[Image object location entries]
==================================================
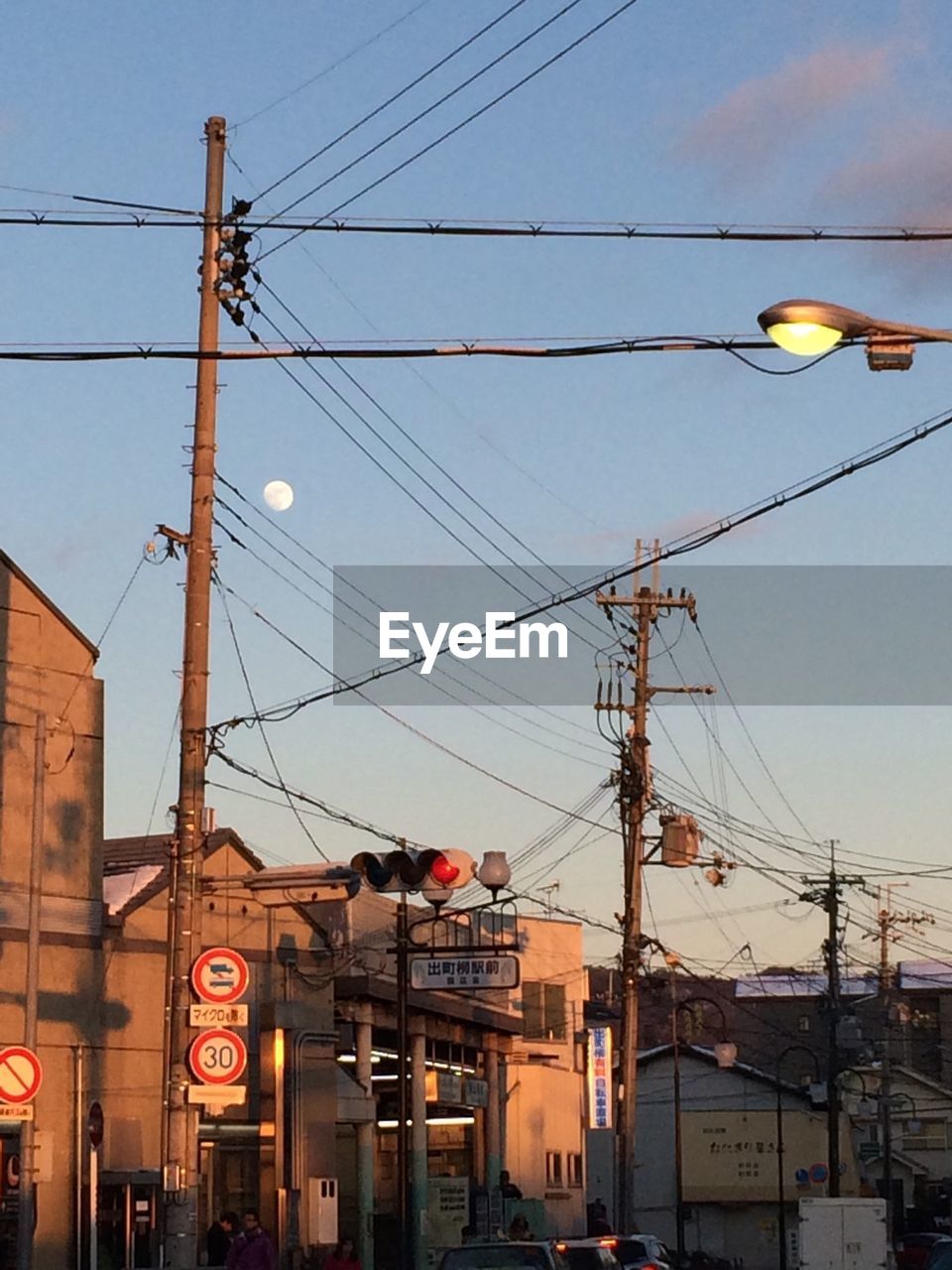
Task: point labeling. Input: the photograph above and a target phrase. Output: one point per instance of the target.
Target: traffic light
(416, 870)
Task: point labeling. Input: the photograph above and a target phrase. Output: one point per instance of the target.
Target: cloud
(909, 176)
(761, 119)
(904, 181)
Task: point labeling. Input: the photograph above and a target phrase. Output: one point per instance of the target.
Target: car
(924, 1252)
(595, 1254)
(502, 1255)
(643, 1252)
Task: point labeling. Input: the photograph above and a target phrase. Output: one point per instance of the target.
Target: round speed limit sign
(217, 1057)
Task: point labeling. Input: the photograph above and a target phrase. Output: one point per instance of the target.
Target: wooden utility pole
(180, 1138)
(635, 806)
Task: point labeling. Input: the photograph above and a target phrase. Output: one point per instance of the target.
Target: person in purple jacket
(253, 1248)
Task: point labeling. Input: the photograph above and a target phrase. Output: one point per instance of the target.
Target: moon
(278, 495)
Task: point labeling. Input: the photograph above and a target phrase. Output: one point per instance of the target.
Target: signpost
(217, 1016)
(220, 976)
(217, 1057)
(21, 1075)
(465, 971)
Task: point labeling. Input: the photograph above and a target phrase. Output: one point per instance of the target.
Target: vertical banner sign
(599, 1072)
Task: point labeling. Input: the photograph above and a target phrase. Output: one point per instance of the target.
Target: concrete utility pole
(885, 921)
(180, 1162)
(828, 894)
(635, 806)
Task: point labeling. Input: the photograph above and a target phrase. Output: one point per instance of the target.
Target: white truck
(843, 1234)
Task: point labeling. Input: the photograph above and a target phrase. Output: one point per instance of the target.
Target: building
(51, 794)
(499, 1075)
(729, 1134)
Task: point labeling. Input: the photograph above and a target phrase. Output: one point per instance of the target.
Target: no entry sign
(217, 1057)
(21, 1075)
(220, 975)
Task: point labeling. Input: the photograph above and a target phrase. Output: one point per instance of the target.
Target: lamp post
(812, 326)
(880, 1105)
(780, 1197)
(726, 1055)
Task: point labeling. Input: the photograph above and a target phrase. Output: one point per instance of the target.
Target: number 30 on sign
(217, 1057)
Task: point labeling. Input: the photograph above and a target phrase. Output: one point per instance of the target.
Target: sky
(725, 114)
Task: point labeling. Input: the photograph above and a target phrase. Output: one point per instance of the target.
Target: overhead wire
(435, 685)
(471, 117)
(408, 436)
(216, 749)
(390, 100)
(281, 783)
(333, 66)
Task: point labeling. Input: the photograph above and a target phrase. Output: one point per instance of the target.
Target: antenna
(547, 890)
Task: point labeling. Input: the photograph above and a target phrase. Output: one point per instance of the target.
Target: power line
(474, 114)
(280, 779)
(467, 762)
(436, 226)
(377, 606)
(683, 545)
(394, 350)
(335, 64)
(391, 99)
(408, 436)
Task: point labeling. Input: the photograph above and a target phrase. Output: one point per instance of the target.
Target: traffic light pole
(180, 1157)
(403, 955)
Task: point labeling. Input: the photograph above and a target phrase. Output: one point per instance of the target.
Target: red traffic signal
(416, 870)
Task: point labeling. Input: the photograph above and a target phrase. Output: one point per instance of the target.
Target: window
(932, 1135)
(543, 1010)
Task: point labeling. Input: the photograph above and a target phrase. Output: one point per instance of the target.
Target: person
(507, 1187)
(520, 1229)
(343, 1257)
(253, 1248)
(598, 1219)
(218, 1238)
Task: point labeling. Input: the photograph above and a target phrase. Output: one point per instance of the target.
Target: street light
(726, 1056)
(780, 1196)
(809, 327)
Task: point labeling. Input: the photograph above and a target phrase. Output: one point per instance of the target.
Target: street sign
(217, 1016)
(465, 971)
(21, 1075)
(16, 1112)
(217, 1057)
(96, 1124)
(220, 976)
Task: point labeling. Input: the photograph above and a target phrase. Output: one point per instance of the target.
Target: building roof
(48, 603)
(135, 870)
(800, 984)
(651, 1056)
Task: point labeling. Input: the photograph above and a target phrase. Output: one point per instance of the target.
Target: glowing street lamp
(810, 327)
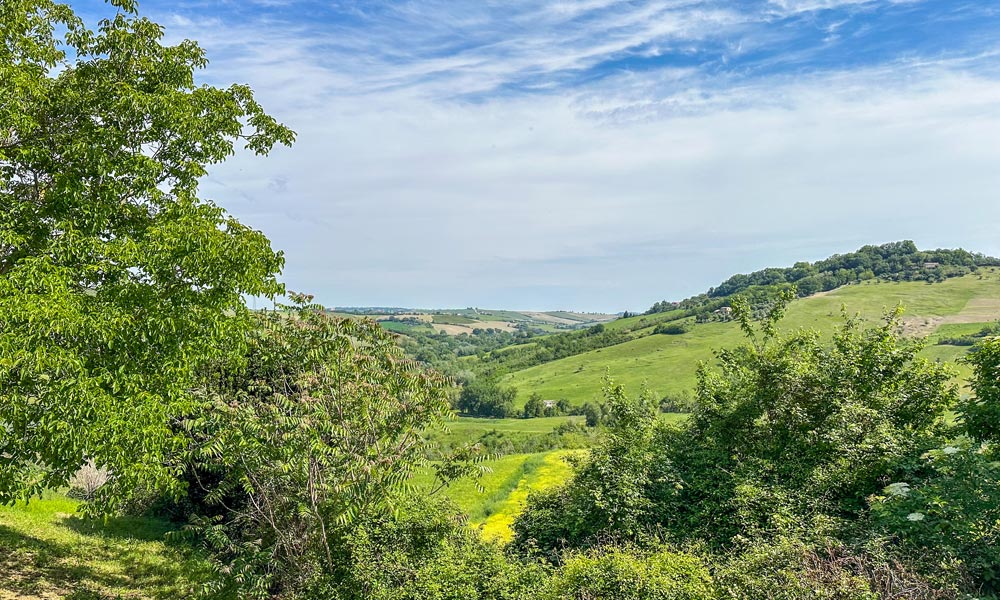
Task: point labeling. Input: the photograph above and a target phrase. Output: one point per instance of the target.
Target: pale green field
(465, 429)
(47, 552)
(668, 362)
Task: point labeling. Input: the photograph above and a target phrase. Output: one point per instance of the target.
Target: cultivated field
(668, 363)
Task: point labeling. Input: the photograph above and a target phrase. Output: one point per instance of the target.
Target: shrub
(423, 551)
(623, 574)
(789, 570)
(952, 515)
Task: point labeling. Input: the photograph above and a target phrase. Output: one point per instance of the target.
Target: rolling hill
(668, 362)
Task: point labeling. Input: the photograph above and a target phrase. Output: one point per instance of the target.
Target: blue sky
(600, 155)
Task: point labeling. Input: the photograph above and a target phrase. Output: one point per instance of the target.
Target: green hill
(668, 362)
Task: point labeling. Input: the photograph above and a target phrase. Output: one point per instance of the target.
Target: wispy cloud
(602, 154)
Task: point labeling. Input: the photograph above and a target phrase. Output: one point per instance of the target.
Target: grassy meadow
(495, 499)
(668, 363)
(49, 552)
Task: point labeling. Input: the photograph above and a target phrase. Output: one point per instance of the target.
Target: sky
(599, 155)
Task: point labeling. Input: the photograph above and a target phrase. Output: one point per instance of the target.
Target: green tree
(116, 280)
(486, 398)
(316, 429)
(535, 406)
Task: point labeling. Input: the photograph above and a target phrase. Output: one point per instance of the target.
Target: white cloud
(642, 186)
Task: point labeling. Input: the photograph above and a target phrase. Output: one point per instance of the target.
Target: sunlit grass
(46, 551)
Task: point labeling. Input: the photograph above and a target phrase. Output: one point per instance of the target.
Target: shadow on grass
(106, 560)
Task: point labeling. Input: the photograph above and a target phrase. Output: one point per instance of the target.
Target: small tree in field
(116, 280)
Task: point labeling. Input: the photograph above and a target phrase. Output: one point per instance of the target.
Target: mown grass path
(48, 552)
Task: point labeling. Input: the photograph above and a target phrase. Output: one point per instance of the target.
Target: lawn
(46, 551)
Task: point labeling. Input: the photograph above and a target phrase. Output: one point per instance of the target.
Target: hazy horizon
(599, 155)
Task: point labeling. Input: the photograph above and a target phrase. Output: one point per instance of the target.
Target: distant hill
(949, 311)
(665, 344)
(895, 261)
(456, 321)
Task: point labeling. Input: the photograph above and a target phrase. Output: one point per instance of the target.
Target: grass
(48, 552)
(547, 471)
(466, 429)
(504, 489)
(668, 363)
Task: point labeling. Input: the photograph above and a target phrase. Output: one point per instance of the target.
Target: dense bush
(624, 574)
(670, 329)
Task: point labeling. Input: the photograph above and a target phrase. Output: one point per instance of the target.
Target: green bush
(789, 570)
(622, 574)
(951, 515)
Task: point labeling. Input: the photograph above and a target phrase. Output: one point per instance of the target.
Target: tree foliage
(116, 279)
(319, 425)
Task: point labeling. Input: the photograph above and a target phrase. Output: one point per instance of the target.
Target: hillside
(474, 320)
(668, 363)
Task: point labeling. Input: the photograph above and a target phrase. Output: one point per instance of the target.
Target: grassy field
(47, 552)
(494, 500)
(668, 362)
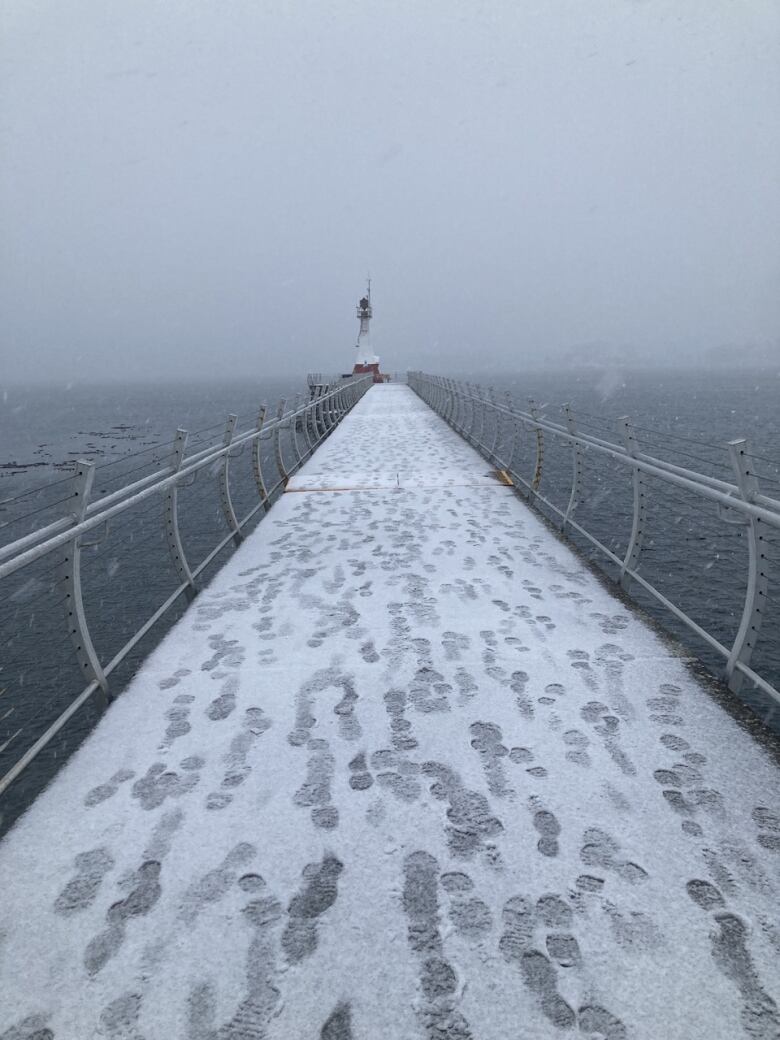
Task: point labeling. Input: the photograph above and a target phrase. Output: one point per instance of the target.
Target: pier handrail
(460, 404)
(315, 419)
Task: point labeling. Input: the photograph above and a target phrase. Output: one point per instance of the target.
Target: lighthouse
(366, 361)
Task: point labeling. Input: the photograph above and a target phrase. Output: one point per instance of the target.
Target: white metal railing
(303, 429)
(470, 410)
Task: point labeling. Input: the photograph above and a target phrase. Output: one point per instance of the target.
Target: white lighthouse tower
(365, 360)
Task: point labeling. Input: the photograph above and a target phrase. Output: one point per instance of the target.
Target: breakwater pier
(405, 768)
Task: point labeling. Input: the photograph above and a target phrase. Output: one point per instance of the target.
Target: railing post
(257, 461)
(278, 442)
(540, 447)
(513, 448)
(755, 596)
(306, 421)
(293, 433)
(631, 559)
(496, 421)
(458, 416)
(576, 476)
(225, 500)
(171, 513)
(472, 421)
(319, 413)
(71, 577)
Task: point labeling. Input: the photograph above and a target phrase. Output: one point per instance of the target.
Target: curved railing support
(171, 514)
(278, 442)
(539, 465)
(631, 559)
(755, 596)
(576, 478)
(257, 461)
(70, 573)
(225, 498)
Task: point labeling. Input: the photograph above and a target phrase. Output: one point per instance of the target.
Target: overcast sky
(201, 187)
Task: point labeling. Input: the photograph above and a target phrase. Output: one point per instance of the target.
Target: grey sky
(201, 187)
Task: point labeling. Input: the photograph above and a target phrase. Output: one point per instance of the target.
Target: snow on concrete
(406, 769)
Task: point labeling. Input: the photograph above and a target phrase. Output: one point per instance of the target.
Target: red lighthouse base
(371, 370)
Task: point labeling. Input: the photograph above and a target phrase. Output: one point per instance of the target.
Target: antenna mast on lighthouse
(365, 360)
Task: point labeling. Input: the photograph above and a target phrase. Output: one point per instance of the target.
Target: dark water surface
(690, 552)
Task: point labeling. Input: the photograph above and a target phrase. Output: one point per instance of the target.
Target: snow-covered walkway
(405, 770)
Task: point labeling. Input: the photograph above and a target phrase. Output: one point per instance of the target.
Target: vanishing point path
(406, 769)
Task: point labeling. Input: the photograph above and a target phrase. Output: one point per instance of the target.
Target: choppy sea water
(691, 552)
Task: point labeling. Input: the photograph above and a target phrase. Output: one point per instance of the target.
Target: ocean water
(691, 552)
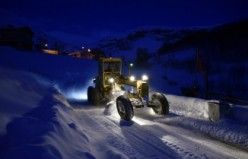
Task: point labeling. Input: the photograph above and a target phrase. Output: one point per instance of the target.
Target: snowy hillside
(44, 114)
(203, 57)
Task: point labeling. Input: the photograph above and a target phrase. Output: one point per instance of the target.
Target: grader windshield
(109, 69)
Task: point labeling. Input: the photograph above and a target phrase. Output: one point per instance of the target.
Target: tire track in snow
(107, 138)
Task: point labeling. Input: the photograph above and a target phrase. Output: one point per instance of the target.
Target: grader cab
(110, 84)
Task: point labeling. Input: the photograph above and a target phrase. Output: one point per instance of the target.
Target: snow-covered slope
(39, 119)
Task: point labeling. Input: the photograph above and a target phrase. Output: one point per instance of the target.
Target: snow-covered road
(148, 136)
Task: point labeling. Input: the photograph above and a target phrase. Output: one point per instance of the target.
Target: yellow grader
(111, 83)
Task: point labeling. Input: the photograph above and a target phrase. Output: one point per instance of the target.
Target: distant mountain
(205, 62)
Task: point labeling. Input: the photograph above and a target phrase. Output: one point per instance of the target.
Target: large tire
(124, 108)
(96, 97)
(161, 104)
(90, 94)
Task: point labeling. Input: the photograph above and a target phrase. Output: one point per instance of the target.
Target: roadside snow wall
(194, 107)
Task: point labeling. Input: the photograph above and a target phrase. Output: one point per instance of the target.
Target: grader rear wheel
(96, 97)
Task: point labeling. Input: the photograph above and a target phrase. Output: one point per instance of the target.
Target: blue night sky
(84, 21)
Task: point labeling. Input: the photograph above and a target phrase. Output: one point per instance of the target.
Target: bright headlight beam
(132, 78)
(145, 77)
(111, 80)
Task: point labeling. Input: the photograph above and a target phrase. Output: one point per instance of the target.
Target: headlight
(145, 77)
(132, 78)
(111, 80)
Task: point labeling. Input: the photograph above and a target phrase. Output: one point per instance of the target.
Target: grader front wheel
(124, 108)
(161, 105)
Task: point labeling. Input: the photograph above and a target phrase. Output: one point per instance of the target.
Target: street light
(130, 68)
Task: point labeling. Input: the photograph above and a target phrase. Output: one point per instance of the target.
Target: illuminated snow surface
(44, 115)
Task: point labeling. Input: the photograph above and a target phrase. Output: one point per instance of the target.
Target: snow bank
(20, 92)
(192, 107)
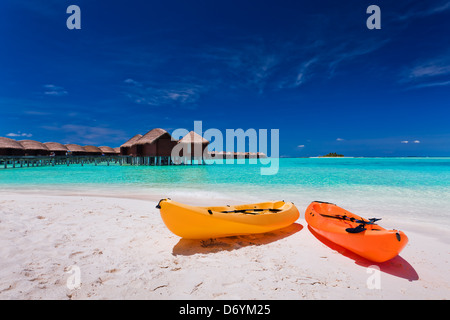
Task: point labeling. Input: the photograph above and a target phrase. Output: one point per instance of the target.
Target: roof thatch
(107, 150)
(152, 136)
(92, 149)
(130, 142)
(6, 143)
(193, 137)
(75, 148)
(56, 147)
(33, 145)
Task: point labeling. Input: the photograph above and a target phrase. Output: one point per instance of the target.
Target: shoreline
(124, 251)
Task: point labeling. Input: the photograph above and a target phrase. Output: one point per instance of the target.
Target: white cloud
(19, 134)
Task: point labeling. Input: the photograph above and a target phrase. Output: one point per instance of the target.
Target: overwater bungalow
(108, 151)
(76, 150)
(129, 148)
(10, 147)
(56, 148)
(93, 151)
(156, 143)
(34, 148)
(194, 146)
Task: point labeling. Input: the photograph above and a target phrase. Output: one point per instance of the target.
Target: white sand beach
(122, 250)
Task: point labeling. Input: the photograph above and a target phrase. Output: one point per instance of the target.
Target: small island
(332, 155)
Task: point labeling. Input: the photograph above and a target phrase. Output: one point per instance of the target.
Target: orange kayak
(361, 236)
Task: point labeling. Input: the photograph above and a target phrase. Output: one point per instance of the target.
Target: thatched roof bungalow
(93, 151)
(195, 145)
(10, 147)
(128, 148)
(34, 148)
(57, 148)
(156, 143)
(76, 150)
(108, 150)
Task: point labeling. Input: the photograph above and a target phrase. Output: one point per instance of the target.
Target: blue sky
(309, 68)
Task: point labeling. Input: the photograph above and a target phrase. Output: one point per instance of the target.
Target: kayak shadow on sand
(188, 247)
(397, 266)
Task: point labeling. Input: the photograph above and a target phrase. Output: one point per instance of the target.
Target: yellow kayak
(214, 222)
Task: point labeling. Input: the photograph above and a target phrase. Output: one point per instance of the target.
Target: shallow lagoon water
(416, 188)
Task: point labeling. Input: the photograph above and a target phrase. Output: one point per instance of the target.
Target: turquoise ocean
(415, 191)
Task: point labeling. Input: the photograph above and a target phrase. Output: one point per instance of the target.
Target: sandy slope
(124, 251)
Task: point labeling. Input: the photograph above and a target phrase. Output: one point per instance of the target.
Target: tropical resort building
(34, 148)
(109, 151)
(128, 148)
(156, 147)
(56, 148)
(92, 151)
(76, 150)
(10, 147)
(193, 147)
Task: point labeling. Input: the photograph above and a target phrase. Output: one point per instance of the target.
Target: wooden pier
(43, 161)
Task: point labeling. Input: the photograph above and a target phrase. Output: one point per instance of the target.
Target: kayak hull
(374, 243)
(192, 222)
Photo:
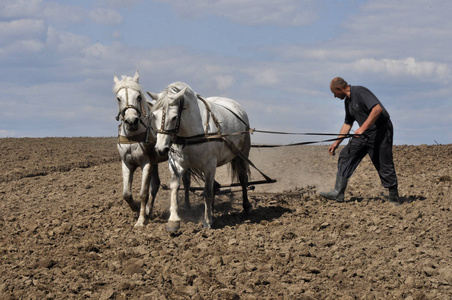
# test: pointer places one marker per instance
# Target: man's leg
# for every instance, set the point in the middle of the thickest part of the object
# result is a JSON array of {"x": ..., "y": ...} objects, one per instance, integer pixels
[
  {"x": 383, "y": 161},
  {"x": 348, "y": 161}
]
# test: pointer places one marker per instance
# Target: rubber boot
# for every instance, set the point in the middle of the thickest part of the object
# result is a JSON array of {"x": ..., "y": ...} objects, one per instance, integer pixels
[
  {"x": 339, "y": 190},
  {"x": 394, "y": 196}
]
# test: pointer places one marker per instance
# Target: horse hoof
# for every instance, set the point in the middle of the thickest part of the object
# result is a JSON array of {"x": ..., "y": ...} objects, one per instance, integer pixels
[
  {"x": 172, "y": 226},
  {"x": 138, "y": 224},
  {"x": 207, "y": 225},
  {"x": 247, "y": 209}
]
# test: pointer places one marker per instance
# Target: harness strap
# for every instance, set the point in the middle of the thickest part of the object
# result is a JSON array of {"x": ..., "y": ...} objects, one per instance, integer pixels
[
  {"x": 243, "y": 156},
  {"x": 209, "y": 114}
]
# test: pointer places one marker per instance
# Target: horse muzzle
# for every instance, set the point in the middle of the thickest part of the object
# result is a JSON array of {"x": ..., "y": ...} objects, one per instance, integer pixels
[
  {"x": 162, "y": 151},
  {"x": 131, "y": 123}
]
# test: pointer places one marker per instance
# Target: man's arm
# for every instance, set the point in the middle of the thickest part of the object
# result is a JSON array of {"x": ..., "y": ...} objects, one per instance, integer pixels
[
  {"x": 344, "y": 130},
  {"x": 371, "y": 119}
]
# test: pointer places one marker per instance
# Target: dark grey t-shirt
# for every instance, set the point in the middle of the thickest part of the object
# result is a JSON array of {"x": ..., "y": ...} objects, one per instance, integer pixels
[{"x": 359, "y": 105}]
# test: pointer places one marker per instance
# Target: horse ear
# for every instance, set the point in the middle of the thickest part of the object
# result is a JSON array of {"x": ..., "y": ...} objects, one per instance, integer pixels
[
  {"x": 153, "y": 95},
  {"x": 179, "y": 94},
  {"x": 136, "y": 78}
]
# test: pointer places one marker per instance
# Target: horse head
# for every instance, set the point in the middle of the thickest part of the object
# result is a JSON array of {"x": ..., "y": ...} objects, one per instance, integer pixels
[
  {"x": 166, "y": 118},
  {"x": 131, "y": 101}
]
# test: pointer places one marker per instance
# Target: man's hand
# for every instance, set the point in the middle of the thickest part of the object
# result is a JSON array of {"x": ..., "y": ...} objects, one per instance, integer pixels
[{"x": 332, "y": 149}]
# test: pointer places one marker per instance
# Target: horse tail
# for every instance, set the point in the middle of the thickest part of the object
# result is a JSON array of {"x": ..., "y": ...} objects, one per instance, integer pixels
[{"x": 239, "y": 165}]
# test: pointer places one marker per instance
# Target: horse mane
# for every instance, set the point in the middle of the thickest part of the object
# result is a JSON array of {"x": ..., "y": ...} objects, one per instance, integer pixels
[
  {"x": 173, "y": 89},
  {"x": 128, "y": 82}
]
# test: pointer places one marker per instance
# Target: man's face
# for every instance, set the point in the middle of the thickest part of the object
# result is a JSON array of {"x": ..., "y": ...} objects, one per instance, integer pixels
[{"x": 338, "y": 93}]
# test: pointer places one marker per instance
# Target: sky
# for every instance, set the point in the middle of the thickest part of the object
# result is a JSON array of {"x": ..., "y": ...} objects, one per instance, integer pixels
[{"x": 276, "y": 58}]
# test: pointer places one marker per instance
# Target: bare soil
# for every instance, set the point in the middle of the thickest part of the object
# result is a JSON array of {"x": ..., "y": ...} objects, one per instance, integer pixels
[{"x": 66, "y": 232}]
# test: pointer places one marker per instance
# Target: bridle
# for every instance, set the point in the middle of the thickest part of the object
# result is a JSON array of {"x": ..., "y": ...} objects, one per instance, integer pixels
==================================================
== THE EXERCISE ==
Identify every line in the records above that contains the string "small", and copy each one. Treat uppercase and lowercase as different.

== TASK RESULT ==
Target: small tree in field
Target: small island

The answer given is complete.